Skończyłem właśnie "Malcolma Maxa" i jestem oczarowany. Tytuł stał się jednym z moich ulubionych komiksów, które obecnie czytam. Podejrzewałem, że może tak być, bo akcja rozgrywa się w epoce wiktoriańskiej czyli na starcie +100 do miodności
Ktoś tu wcześniej napisał, że komiks ma za dużo tekstu i ciężko się czyta. Zupełnie nie wiem o co chodzi, jakby post poszedł nie do tego topiku co trzeba, bo ilość tekstu w Maxie jest standardowa. Czyta się bardzo przyjemnie za sprawą sporej dawki delikatnego humoru tak w tekście jak i rysunkach jak i interesującej fabuły.
Główni bohaterowie ciekawie zbudowani, od początku nie są obojętni, szczególnie Malcolm, jego poczucie humoru, dystans i stosunek do kobiet. Charisma jest półwampirzycą ale jak na razie nic z tego nie wynika, gdyby nie podano tego w opisie to czytelnik po prostu miałby ją za zwykłą mieszkankę Londynu.
Wizualnie bardzo mi się podoba. Rysunki Romlinga są nieco specyficzne (postacie) a jednocześnie realistyczne (tło). Przypomina mi trochę trochę Alary'ego i jego "Silasa Coreya" (na marginesie także świetna pozycja). Rysunki i kolorystyka nadają świetnego klimatu.

----

◆ Zestaw zadań
[a] Odpowiedz na podstawie recenzji komiksu na poniższe pytania:
(i) W jakiej epoce rozgrywa się akcja komiksu?
(ii) Kim jest Charisma?
(iii) Czyje rysunki określono jako nieco specyficzne, a zarazem realistyczne?
[b] Przepisz fragment recenzji komiksu między "Główni bohaterowie ciekawie" a "zwykłą mieszkankę Londynu." włącznie, zmieniając "Londynu" na "Paryża".
[c] Przedstaw w formie krótkiej listy akapit recenzji komiksu zaczynający się od słów "Wizualnie bardzo mi się podoba", zachowując jego główne informacje.

◆ Przedstawione dane
----

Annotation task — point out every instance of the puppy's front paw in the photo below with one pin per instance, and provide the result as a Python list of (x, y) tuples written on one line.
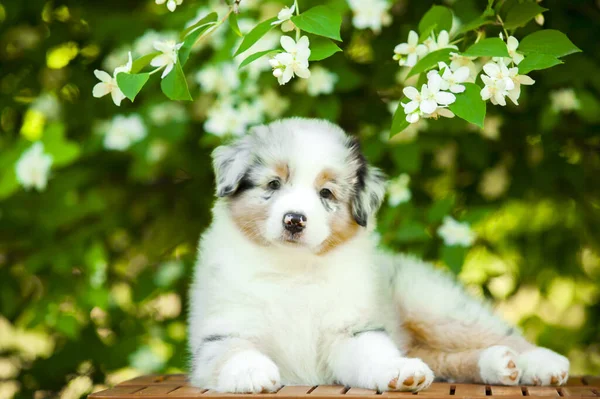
[(407, 375), (498, 365), (249, 371), (542, 366)]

----

◆ Odpowiedzi do zadań
[a]
(i) W epoce wiktoriańskiej.
(ii) Półwampirzycą.
(iii) Romlinga.

[b]
Główni bohaterowie ciekawie zbudowani, od początku nie są obojętni, szczególnie Malcolm, jego poczucie humoru, dystans i stosunek do kobiet. Charisma jest półwampirzycą ale jak na razie nic z tego nie wynika, gdyby nie podano tego w opisie to czytelnik po prostu miałby ją za zwykłą mieszkankę Paryża.

[c]
- Komiks bardzo podoba się wizualnie.
- Rysunki Romlinga są nieco specyficzne w postaciach, a realistyczne w tle.
- Przypominają "Silasa Coreya" Alary'ego, który również jest świetną pozycją.
- Rysunki i kolorystyka tworzą świetny klimat.